TEXTE À LIRE -
24Tous les personnels navigants s’accordent sur cette fonction élémentaire du débriefing et considèrent que la détection et la correction des erreurs sont les meilleures façons de progresser et de devenir performant. Si les pilotes en cours d’instruction doivent particulièrement s’impliquer, les « seniors » sont également concernés. Ils reconnaissent volontiers que même le plus expérimenté et talentueux des pilotes n’est pas à l’abri d’une erreur et qu’il retire forcément avantage des commentaires et des remarques formulés par un pair. Plusieurs de nos interviewés nous ont précisé que l’examen critique de ce qui a été réalisé durant le vol représente l’essence même du débriefing. Ainsi, l’un d’entre eux nous explique que :
« Le débriefing est essentiellement axé sur savoir ce qui s’est passé au cours de la mission – exactement. Pourquoi ? Parce qu’en l’air, ça va trop vite… C’est-à-dire, retracer un peu (presque comme un travail d’historien) ce qui s’est réellement passé et, ensuite, comprendre pourquoi ça s’est passé comme ça – pour pouvoir en tirer les enseignements et, au final, progresser… ».

LE PROBLÈME - D'après le texte sur le débriefing des pilotes, que représente l'examen critique de ce qui a été réalisé durant le vol ?

Lignes de données -
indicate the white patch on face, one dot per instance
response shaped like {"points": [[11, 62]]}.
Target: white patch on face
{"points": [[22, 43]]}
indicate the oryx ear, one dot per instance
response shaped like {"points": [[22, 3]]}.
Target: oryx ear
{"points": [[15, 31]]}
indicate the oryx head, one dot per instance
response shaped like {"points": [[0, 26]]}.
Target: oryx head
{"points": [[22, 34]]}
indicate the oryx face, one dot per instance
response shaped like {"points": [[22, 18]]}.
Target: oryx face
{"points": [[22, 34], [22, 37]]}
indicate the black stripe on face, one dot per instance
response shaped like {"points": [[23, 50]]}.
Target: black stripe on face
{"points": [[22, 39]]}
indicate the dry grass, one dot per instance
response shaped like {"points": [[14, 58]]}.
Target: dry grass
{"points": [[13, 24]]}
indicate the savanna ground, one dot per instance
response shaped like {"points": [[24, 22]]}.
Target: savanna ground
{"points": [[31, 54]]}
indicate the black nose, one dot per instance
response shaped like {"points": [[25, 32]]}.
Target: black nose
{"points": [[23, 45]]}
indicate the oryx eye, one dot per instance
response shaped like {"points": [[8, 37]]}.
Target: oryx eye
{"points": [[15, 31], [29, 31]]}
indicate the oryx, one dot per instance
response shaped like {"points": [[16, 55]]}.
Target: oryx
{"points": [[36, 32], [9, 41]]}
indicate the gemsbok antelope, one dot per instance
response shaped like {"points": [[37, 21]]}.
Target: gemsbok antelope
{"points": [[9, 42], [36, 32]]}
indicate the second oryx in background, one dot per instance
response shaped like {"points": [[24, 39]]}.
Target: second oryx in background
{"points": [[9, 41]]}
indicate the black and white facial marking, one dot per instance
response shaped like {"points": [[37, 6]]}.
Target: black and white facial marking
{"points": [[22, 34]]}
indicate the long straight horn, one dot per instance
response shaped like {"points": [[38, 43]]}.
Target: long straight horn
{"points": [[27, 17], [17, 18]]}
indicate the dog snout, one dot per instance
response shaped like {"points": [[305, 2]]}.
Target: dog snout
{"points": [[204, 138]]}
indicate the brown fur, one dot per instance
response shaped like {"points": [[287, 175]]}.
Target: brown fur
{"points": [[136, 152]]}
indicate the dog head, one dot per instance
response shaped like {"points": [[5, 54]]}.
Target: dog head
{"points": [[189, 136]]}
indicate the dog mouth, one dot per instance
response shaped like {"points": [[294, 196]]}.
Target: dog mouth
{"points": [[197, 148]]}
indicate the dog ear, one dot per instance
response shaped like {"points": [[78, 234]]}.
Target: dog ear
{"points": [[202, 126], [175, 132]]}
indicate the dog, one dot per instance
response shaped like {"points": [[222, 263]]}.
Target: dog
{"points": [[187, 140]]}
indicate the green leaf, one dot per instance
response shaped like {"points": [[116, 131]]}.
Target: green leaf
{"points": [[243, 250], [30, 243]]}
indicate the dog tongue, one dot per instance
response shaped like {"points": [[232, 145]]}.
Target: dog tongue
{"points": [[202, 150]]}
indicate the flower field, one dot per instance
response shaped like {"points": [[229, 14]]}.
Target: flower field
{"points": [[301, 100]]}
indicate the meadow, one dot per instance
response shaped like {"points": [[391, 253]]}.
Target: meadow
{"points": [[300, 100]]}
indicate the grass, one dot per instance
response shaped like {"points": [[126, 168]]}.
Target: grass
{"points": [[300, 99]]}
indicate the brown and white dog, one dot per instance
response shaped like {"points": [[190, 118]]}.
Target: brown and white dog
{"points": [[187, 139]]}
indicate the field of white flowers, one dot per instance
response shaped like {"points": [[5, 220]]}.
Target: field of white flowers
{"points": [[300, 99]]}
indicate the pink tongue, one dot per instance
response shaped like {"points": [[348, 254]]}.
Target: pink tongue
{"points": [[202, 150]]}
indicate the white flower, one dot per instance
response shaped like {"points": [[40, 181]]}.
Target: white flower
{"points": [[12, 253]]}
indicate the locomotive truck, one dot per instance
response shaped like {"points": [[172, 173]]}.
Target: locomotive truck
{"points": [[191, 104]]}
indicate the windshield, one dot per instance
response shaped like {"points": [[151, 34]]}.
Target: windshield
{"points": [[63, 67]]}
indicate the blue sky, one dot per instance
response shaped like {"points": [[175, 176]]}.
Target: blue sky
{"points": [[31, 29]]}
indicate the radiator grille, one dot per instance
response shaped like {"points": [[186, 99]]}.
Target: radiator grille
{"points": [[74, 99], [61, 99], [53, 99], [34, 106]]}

RÉSULTAT OBTENU - Il représente l'essence même du débriefing.